**Text under study:**
——————————

Professor Emma Mcbryde
Professor Emma Mcbryde is an infectious diseases physician who did her PHD in mathematical and statistical modelling of disease transmission in hospitals.
Since then, she has moved into modelling infectious diseases of global significance, including influenza, SARS, tuberculosis and COVID-19.
Prof Mcbryde has led consultancies for AUSAID, DFAT, the Commonwealth Department of Health and participated in Gates-funded work on modelling to guide policy in tuberculosis. She is developing work on control policy for maximum impact for tuberculosis program development in partnership with the Global Fund. Prof Mcbryde has published over 100 peer reviewed publications on epidemiology and modelling; has supervised four PHD students and is currently supervising three additional PHD students. She has received numerous grants from both the Australian Research Council and the National Health and Medical Research
Council, including a current NHMRC Centre for Research Excellence grant that is modelling infectious diseases to inform public health policy.

——————————

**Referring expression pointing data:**
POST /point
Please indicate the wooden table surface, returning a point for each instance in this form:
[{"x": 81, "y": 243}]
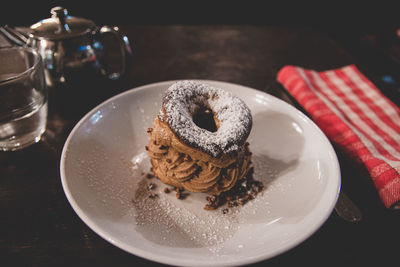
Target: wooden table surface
[{"x": 38, "y": 225}]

——————————

**List of tasks:**
A) According to the profile of Professor Emma Mcbryde, what is the purpose of the modelling carried out under her current NHMRC Centre for Research Excellence grant? Answer in one to three sentences.
B) In the profile of Professor Emma Mcbryde, rewrite everything from "Prof Mcbryde has led" down to "public health policy.", substituting "peer-reviewed" for "peer reviewed".

**Task-by-task answers:**
A) The modelling of infectious diseases under her current NHMRC Centre for Research Excellence grant is done to inform public health policy.

B)
Prof Mcbryde has led consultancies for AUSAID, DFAT, the Commonwealth Department of Health and participated in Gates-funded work on modelling to guide policy in tuberculosis. She is developing work on control policy for maximum impact for tuberculosis program development in partnership with the Global Fund. Prof Mcbryde has published over 100 peer-reviewed publications on epidemiology and modelling; has supervised four PHD students and is currently supervising three additional PHD students. She has received numerous grants from both the Australian Research Council and the National Health and Medical Research
Council, including a current NHMRC Centre for Research Excellence grant that is modelling infectious diseases to inform public health policy.